→ WORK ORDER: From the line containing "the shirt sleeve" through the final line of the records, reproduce every line exactly.

○ ○ ○ ○

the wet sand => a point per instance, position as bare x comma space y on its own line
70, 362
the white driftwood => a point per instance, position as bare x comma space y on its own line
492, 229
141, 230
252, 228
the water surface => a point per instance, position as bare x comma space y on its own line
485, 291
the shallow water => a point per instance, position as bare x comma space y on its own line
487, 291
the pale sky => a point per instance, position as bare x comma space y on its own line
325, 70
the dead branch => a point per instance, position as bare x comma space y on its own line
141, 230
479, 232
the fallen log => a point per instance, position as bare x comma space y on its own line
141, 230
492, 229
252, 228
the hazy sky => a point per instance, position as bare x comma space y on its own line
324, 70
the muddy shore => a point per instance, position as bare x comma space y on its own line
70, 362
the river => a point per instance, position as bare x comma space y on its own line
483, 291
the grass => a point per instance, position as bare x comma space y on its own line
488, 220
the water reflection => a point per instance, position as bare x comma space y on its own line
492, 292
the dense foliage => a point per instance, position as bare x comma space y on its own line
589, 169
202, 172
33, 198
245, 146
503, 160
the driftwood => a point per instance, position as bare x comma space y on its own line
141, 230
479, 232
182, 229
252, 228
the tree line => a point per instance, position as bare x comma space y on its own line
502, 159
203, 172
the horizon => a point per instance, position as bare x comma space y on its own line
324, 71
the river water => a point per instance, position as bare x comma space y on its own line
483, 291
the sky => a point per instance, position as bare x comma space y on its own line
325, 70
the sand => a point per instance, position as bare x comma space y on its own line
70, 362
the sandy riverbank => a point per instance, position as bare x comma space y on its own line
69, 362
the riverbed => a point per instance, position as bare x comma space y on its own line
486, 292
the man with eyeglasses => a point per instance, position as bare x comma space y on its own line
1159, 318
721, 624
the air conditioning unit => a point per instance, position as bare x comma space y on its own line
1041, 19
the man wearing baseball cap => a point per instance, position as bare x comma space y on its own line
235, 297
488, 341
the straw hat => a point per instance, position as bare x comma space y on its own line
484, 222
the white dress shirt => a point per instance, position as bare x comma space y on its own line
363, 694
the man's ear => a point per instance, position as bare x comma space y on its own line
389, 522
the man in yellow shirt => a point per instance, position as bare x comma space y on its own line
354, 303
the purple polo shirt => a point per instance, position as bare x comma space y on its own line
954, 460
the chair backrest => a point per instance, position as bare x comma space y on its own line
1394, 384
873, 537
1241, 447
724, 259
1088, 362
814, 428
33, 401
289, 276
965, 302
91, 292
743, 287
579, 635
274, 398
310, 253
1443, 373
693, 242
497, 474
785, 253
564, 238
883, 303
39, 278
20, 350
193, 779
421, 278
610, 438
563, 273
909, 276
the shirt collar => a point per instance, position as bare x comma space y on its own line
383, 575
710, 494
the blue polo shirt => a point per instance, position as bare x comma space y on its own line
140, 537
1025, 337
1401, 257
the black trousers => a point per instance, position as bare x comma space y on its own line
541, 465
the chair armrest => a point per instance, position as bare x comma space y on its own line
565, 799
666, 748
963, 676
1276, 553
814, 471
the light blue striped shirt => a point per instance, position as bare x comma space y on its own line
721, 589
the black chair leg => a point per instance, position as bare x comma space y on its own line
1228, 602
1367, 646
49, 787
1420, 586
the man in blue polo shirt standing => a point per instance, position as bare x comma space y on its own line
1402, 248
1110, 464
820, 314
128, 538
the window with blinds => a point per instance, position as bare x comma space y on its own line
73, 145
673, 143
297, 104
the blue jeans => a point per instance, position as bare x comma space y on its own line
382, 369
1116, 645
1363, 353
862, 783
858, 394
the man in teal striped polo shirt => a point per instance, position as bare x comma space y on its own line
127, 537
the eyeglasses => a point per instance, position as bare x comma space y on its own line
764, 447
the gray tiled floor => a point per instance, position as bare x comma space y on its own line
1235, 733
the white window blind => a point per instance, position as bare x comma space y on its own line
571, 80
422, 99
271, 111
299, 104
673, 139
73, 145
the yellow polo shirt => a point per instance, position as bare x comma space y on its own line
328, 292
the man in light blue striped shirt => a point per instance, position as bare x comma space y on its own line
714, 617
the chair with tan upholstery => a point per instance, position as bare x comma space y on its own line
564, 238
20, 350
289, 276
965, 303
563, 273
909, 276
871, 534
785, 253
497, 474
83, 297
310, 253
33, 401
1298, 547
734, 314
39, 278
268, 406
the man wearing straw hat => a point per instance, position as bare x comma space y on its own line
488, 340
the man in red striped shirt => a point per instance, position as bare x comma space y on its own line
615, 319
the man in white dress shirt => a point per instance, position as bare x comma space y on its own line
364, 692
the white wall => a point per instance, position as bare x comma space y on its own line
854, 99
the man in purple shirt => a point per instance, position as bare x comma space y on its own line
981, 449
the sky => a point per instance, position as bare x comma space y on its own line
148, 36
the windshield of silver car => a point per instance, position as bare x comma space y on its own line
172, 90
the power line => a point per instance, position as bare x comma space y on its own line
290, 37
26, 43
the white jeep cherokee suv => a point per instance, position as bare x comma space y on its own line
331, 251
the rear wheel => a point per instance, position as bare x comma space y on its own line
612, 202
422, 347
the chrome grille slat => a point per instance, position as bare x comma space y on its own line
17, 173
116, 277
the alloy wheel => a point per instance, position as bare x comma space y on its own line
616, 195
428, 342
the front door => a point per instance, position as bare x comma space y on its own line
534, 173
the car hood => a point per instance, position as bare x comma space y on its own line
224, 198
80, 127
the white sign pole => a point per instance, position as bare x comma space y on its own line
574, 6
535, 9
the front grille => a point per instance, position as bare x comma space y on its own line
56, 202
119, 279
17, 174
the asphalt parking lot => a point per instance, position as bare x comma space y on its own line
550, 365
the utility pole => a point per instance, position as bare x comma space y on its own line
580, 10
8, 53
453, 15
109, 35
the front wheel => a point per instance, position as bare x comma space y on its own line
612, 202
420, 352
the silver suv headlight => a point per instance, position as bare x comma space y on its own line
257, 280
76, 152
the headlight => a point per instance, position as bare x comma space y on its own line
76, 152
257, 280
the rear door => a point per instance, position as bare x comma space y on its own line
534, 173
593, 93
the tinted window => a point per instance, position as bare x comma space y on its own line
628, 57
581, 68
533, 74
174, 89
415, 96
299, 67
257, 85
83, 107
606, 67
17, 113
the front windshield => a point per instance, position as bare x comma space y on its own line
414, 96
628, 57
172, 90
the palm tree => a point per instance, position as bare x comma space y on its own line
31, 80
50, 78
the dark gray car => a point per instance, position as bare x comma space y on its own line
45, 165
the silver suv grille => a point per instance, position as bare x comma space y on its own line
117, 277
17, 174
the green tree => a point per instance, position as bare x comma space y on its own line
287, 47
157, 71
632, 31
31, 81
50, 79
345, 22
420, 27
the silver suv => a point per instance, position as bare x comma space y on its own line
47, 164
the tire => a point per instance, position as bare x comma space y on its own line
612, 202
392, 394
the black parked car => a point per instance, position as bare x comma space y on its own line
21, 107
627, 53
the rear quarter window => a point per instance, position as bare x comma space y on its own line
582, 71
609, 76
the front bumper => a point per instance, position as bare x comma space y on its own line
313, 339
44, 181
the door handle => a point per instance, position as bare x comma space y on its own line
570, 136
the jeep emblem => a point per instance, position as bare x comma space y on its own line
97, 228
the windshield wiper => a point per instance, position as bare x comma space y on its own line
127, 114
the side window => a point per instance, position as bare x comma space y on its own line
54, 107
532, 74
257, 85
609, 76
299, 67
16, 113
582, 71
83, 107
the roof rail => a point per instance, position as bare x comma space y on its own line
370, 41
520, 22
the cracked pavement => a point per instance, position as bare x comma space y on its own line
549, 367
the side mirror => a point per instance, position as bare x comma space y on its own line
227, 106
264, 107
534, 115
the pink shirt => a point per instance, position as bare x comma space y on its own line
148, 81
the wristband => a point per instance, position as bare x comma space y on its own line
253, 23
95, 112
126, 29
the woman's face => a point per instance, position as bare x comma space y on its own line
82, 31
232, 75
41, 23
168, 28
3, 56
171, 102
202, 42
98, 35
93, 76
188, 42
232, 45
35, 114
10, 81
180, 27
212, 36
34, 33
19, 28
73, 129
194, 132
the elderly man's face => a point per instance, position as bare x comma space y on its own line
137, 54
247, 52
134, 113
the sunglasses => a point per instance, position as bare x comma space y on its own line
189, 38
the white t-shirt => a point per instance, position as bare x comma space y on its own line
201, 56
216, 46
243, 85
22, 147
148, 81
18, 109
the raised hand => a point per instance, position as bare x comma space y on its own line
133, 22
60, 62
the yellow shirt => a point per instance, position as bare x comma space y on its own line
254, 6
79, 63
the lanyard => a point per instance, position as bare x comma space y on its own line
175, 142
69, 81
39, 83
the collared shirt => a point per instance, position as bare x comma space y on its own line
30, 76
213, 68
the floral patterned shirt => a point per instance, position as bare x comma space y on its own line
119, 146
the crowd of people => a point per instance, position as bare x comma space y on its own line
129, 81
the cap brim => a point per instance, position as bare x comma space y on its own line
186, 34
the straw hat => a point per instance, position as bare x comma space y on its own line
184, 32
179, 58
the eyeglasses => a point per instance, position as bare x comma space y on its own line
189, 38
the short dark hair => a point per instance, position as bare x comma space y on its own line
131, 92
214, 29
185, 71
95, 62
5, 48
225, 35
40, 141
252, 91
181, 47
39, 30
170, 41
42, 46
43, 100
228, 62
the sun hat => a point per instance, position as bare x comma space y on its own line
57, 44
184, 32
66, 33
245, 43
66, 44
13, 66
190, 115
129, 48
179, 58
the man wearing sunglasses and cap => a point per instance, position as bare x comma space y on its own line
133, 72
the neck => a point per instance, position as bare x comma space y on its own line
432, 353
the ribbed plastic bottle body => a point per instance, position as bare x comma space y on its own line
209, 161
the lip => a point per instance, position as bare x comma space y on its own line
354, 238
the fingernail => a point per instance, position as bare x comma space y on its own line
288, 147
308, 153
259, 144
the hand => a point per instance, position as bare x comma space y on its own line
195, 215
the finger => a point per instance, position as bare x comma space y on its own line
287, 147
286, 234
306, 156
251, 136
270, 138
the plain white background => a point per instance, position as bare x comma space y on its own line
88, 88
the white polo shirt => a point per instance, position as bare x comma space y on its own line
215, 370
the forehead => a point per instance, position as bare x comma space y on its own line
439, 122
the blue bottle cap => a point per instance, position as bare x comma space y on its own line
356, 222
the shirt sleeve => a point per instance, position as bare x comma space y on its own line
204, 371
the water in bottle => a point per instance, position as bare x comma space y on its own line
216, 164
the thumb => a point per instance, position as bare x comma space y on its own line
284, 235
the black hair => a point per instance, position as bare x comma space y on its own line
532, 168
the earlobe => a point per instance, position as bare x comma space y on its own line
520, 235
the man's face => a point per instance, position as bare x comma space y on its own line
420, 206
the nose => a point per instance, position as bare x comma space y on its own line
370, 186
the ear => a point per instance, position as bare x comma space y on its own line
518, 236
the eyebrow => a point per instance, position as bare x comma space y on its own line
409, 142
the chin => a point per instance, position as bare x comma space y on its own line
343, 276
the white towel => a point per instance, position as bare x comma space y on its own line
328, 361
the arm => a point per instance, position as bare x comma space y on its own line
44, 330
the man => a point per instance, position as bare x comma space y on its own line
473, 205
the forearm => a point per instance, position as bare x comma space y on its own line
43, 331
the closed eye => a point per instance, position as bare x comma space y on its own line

○ ○ ○ ○

→ REPLY TO THE EXERCISE:
the shirt sleeve => a point per instance, position as bare x comma space y on its own line
204, 371
the water in bottle => a point per instance, position as bare x comma space y on its own line
216, 164
the thumb => a point per instance, position as bare x comma space y on its own line
284, 235
the black hair => a point per instance, position as bare x comma space y on its own line
532, 168
the earlobe => a point per instance, position as bare x comma space y on its own line
520, 235
the man's face => a point per instance, position as bare x comma space y on its own line
420, 206
the nose => a point per instance, position as bare x comma space y on its own line
370, 186
the ear => a point per instance, position as bare x comma space y on its own line
518, 236
the eyebrow => a point per instance, position as bare x comma space y on its own line
409, 142
the chin => a point per instance, position as bare x comma space y on its own line
343, 276
the white towel => a point per instance, position as bare x comma space y on its own line
328, 361
the arm => a point per instance, position as bare x comma space y on its own line
44, 330
the man => a point per instance, position as bare x comma space y on its own line
473, 205
the forearm => a point per instance, position as bare x comma space y on its own line
43, 331
the closed eye => a point per instance, position as bare x comma space y on its own line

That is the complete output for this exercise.